* Text extract
Tuesday, March 3, 2009

Virginia Rose Kane

I have thoroughly enjoyed the people I have “met” or “reconnected with” on this journey I have embarked on as I try to market my jewelry. Creating a LinkedIn page and a Facebook entry and a blog are a few avenues I have tried to follow in an attempt to gain exposure. The icing on the proverbial chocolate cake has been these great connections I have made as a result.

One such person has been Virginia Rose Kane. Her blog, http://indepaper.blogspot.com/, so inspires me that I wanted to share it. I’d think I’d died and gone to heaven to visit a place like The Smithsonian’s Naturalist Center
featured in her blog. We are kindred spirits, I believe…


Ever since I was little, I have been collecting treasures I found outside – a part of a robin’s egg, a really cool piece of drift wood on Manchester Beach, or a snail’s shell. My collection has grown thanks to the wonderful things my sons have given me over the years. I now have a great collection of birds’ nests and sea shells and feathers which I display in tables in my living room. This love of nature has translated itself into my jewelry – especially my PMC work. Spring can’t come soon enough so that I can gather new leaves to “paint” with the PMC paste or new flowers to mold so that I can string them with great pearls. My goal is to “immortalize” them before they wither away. I have so many plans to incorporate feathers and twigs into my pieces; I’ve already made a pure silver heart that was textured from a piece of bark.

* Material shown

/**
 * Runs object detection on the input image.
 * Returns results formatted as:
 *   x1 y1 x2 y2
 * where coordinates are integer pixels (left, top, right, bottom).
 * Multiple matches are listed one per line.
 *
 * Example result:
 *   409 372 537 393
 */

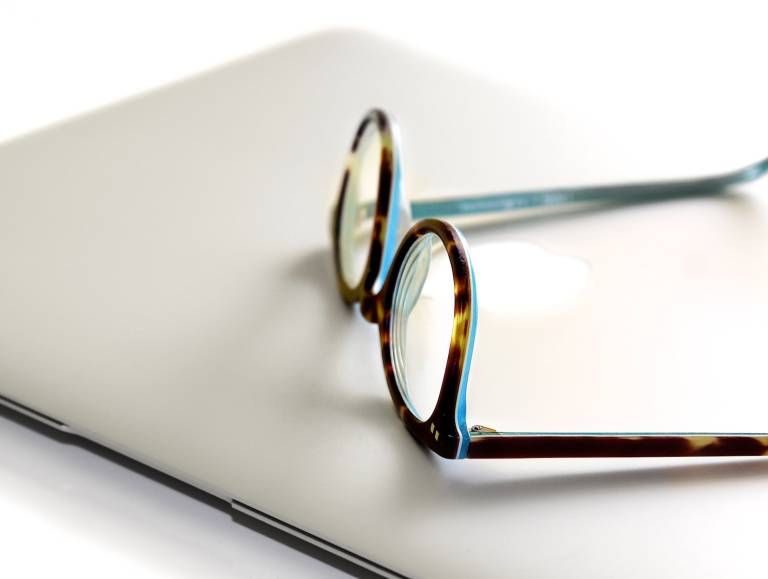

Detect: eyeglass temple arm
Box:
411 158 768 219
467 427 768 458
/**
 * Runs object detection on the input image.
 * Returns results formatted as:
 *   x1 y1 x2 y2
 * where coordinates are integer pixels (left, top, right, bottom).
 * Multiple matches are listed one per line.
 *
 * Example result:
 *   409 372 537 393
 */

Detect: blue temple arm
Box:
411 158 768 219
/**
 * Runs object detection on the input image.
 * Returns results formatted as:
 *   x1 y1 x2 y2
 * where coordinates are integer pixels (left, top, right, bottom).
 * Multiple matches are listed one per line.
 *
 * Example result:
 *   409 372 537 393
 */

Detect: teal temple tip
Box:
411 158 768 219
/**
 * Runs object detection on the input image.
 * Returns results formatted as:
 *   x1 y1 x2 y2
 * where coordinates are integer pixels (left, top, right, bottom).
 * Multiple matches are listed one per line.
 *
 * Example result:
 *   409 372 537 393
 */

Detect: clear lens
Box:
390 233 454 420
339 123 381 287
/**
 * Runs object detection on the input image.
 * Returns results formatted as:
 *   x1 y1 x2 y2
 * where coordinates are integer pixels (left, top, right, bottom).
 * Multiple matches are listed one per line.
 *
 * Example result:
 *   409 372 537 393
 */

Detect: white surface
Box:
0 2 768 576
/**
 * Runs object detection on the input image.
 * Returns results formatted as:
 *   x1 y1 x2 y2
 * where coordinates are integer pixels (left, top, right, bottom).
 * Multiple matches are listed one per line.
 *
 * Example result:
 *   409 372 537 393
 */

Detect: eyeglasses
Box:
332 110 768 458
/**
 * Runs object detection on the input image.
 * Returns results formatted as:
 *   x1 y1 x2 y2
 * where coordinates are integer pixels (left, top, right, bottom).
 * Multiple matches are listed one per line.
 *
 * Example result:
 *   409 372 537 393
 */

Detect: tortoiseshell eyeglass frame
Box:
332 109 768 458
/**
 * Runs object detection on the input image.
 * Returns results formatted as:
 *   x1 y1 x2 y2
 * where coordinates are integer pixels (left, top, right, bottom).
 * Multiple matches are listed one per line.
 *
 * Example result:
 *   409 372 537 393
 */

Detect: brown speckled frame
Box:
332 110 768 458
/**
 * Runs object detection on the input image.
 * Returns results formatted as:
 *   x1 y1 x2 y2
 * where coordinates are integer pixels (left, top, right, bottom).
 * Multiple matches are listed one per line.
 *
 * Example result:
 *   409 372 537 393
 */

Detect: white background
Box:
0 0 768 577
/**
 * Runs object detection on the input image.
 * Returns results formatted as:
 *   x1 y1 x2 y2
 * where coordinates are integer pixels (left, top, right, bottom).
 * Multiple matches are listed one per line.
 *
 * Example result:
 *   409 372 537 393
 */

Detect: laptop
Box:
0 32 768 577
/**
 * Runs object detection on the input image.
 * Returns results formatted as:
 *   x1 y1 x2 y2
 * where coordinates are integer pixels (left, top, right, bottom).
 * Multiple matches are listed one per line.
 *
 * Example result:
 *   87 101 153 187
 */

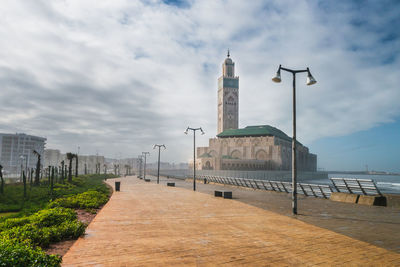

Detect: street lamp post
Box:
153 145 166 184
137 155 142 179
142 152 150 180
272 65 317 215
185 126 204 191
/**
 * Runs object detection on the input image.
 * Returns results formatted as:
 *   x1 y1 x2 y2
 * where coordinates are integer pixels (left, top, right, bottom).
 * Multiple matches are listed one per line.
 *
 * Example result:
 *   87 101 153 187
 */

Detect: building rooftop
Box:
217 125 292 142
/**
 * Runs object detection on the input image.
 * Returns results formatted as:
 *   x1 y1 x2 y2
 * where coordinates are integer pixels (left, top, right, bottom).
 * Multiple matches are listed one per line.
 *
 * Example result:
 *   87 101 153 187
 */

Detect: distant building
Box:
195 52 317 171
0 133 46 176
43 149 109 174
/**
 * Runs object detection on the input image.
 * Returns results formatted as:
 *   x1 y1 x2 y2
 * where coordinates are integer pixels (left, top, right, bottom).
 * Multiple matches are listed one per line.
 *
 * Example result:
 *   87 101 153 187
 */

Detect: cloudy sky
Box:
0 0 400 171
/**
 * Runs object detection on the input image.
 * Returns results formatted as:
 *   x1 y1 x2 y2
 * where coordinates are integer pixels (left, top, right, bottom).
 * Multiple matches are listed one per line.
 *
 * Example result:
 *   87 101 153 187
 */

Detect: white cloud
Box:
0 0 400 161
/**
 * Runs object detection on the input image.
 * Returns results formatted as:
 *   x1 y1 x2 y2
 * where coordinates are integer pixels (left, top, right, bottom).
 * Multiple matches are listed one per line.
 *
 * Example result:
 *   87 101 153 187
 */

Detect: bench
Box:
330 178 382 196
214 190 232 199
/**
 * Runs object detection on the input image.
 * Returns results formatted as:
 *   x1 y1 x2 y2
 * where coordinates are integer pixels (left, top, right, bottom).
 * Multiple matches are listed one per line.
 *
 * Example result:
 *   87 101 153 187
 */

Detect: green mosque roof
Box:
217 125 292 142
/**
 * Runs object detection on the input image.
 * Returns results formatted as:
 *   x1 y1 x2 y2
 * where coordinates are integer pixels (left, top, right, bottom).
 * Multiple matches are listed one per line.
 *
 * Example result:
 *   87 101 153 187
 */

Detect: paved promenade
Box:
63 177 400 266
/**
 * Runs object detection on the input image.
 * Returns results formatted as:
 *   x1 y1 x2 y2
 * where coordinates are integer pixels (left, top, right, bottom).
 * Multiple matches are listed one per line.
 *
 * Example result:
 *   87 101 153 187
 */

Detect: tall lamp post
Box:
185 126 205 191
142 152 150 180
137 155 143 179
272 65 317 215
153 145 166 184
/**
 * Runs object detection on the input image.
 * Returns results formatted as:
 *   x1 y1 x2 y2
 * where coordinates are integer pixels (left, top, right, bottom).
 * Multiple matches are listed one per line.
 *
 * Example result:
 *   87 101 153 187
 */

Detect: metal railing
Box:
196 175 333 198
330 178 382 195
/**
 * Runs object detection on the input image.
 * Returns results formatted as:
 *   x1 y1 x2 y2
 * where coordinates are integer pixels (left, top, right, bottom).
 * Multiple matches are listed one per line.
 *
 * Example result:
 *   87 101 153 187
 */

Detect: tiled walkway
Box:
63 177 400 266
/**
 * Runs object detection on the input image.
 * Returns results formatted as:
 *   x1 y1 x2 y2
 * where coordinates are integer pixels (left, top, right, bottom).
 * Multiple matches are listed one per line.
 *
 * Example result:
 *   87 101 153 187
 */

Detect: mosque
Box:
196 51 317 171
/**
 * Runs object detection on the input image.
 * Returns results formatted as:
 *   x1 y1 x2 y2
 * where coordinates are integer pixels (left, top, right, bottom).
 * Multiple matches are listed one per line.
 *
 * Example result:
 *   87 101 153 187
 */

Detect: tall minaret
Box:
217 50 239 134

* Things to do
(a) Condense the paragraph of the blog post that begins "Ever since I was little" into a short bulleted list that keeps its main facts.
(b) Report every line in the rows that contains the word "lamp".

* The answers
(a)
- I have collected outdoor treasures since childhood, such as part of a robin's egg, driftwood from Manchester Beach and a snail's shell.
- My sons have added to the collection over the years. It now includes birds' nests, sea shells and feathers, displayed in tables in my living room.
- This love of nature carries into my jewelry, especially my PMC work.
- In spring I plan to gather leaves to "paint" with PMC paste and flowers to mold and string with pearls, to "immortalize" them before they wither.
- I plan to use feathers and twigs in future pieces. I have already made a pure silver heart textured from a piece of bark.

(b)
Detect: street lamp post
Detect: tall lamp post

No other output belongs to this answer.